REQUIRED WORK: Would you repeat each line below exactly, without the pictures?

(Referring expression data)
• • • • • • •

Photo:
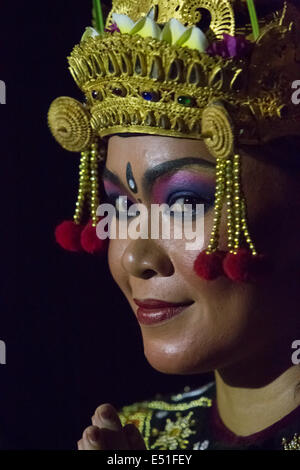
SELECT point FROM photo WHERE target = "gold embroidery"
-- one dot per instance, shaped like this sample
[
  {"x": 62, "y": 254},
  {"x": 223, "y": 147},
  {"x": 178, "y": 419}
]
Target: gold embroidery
[
  {"x": 175, "y": 434},
  {"x": 140, "y": 415},
  {"x": 161, "y": 405}
]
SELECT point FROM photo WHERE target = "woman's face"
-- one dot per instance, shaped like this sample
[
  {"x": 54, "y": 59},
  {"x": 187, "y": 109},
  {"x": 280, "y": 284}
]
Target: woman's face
[{"x": 222, "y": 323}]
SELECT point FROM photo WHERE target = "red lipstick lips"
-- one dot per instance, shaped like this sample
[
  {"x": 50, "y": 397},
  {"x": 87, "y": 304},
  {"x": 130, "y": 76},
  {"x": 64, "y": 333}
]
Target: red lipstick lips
[{"x": 152, "y": 311}]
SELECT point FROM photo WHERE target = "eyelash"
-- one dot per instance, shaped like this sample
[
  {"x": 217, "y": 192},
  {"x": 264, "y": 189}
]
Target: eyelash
[
  {"x": 208, "y": 202},
  {"x": 112, "y": 199}
]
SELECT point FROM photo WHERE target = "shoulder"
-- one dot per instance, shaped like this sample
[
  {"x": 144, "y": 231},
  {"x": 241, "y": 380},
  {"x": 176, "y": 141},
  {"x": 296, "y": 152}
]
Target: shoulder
[{"x": 170, "y": 421}]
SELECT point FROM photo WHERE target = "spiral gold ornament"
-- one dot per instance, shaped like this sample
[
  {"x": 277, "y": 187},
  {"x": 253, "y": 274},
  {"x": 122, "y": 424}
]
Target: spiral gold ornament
[
  {"x": 69, "y": 122},
  {"x": 218, "y": 130}
]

• • • • • • •

WRITTEN RESPONSE:
Photo:
SELECT point FROM photo WHERE target = "gold embroidery"
-- one dot per instance, shaped like this sample
[
  {"x": 62, "y": 254},
  {"x": 223, "y": 147},
  {"x": 178, "y": 419}
]
Target: gold embroidery
[
  {"x": 175, "y": 434},
  {"x": 140, "y": 415},
  {"x": 161, "y": 405}
]
SELECT point FROM photo WHERE target = "woman's face"
-- one dot per instance, shaped like this sample
[
  {"x": 54, "y": 59},
  {"x": 187, "y": 109},
  {"x": 280, "y": 284}
]
Target: woman's face
[{"x": 222, "y": 323}]
SELECT point FROM photo WHERE target = "red lipstick lips"
-- one dot per instance, shaped like this sample
[
  {"x": 50, "y": 397},
  {"x": 87, "y": 304},
  {"x": 130, "y": 76},
  {"x": 64, "y": 333}
]
Target: red lipstick lips
[{"x": 152, "y": 311}]
SELECT point FROM photo WHERE target = "eyelash"
-- one dot per instance, shaped like this sample
[
  {"x": 217, "y": 192},
  {"x": 264, "y": 189}
]
Target: eyelash
[
  {"x": 208, "y": 202},
  {"x": 112, "y": 199}
]
SELECT point FROM photo WHERE target = "shoulder"
-- one dot per instance, shaped like this sample
[
  {"x": 144, "y": 231},
  {"x": 241, "y": 380},
  {"x": 176, "y": 141},
  {"x": 296, "y": 152}
]
Target: shoulder
[{"x": 170, "y": 421}]
SELECT point FROM photo WHERE target = "spiral gold ornament"
-- one dot per instance, shaped like this sample
[
  {"x": 277, "y": 187},
  {"x": 253, "y": 274},
  {"x": 122, "y": 424}
]
Target: spiral gold ornament
[
  {"x": 69, "y": 122},
  {"x": 218, "y": 130}
]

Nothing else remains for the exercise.